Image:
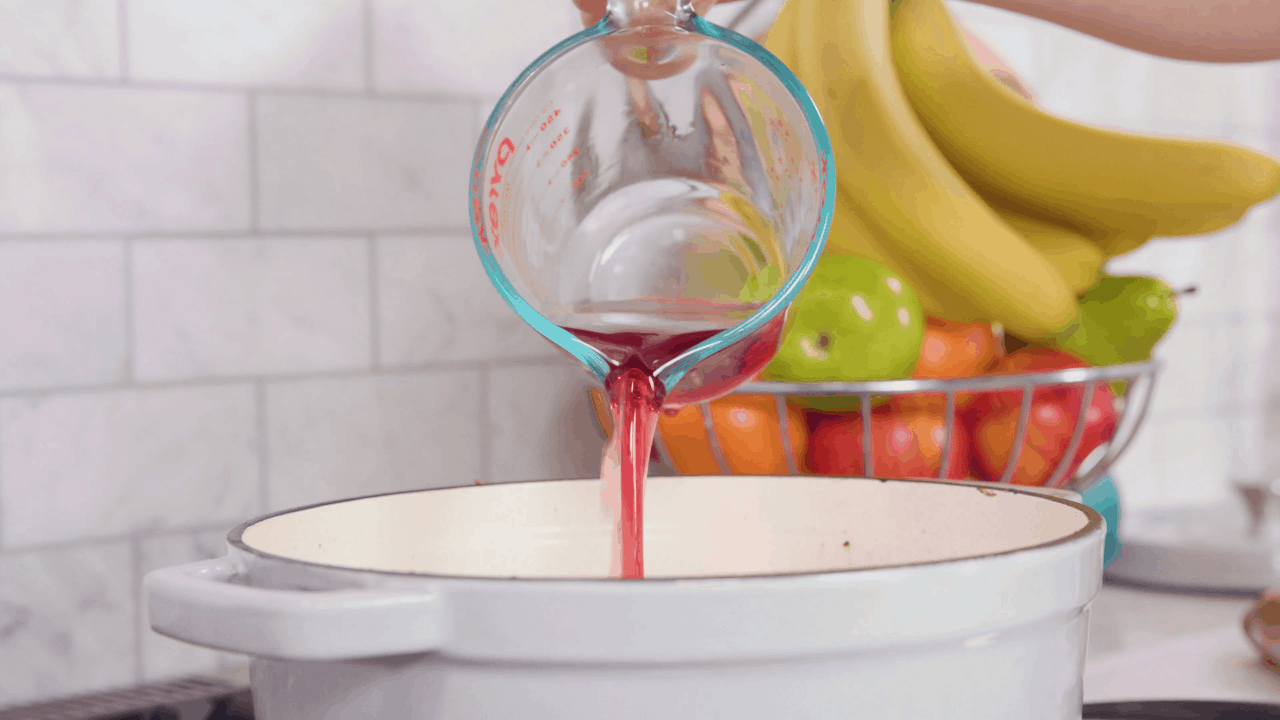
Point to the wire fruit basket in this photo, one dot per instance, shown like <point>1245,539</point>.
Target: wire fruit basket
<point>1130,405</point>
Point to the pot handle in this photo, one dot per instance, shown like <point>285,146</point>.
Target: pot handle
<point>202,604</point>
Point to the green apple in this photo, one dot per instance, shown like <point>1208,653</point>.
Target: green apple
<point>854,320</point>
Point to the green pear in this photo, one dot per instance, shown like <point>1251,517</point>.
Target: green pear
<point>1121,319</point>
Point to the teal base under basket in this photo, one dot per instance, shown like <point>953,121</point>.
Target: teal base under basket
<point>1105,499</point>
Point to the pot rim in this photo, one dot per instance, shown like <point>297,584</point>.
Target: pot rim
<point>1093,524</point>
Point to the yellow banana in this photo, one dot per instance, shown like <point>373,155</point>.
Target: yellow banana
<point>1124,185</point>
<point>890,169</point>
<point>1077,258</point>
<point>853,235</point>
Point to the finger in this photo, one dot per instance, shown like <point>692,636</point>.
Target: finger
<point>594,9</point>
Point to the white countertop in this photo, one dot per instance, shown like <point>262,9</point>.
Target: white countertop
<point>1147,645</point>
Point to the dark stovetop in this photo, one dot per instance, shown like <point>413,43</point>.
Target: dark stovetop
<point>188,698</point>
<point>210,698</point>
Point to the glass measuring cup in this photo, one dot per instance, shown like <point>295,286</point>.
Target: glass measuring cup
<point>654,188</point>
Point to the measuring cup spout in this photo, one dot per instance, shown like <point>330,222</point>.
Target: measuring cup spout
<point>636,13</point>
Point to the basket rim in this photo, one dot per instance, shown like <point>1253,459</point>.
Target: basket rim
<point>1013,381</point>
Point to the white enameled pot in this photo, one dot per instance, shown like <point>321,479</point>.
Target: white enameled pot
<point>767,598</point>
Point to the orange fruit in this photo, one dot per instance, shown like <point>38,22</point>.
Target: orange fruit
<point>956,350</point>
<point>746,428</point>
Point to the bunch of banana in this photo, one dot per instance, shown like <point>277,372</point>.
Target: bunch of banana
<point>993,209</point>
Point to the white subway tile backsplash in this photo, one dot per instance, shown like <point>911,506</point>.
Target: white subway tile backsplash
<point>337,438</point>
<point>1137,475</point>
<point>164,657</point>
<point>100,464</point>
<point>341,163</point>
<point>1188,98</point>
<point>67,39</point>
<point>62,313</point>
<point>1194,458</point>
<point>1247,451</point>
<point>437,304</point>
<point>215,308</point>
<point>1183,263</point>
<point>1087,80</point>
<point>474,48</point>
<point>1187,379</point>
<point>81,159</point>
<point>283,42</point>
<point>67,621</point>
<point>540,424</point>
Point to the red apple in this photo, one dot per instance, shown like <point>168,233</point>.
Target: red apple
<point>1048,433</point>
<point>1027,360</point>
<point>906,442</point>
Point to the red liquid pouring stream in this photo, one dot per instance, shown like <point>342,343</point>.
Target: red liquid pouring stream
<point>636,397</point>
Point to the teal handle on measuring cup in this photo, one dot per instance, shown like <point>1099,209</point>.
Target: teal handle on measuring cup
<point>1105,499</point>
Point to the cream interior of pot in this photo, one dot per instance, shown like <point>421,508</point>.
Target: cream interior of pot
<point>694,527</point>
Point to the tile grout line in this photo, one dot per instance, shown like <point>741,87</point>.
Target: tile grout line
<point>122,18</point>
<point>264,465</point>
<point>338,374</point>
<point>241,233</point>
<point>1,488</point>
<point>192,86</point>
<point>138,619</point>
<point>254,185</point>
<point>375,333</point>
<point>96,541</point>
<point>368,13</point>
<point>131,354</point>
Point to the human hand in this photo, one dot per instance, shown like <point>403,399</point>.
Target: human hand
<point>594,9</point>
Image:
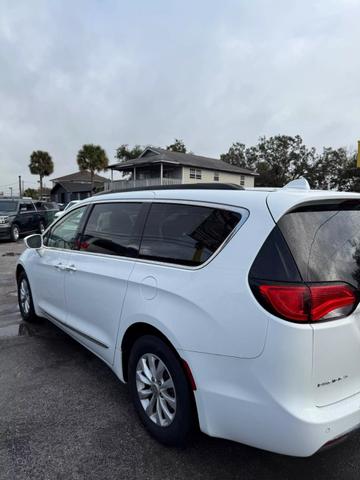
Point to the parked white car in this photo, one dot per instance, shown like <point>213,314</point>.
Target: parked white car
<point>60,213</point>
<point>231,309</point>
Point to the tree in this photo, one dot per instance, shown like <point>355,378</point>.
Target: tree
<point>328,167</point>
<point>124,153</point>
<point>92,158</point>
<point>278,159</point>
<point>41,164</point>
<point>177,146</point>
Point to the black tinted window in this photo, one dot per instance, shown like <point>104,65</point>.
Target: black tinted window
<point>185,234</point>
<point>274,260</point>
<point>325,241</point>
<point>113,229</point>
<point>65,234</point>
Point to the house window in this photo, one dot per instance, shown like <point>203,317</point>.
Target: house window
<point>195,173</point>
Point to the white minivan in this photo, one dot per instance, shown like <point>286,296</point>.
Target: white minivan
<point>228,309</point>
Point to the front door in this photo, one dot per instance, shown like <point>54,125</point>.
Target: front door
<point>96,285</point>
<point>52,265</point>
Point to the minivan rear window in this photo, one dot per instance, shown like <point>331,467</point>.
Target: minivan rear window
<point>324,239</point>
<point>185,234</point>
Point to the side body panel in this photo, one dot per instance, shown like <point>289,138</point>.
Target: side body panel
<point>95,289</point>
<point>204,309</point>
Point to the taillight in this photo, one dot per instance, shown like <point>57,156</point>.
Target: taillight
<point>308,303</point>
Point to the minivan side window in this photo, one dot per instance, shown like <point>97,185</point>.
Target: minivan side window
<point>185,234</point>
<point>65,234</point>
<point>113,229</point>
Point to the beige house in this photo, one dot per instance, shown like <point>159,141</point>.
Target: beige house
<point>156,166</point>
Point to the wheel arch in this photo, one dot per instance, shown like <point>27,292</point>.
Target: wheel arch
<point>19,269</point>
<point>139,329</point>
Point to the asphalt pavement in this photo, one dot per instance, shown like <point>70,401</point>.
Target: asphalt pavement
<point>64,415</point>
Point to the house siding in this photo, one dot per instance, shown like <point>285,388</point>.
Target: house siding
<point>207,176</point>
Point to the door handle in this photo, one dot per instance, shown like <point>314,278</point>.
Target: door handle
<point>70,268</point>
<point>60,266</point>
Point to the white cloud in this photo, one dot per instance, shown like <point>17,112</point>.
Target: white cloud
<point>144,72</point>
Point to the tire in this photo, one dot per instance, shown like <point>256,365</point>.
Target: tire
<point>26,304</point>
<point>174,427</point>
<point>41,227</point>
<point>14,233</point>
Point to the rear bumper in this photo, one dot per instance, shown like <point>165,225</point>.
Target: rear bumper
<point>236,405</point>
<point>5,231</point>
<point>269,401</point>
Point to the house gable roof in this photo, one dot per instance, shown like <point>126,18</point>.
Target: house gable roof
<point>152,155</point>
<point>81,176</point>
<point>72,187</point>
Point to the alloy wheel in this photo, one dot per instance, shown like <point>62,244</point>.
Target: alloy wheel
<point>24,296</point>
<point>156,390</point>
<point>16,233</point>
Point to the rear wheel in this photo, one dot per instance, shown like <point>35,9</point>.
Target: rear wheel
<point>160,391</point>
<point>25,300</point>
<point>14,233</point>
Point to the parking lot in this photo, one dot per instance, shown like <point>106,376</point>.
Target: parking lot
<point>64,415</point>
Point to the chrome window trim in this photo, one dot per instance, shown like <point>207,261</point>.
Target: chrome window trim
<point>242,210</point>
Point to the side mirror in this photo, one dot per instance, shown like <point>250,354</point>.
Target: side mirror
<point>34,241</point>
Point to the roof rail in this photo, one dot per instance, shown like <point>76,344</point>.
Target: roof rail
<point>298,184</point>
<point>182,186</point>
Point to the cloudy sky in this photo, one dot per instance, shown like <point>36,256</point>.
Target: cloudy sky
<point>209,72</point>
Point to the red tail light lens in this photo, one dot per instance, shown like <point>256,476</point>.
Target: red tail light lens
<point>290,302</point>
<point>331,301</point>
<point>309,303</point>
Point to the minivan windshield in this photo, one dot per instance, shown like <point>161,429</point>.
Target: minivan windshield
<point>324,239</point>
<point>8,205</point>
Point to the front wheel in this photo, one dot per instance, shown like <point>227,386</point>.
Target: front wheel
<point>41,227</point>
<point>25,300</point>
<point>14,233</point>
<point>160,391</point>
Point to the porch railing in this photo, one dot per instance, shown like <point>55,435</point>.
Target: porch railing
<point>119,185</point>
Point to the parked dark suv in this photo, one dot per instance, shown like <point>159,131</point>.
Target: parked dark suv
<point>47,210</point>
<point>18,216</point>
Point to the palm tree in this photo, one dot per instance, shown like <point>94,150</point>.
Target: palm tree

################

§ **What to work on**: Repeat verbatim the part of the listing above that opens with the line containing "Point to the teal handle" and closes with the line containing "<point>694,527</point>", both of those lines included.

§ **Exercise solution**:
Point to the teal handle on measuring cup in this photo, one dot per instance, shown like <point>1099,209</point>.
Target: teal handle on measuring cup
<point>1105,499</point>
Point to the cream interior of pot in this photo, one dot per instance, shown like <point>421,508</point>.
Target: cream interior of pot
<point>694,527</point>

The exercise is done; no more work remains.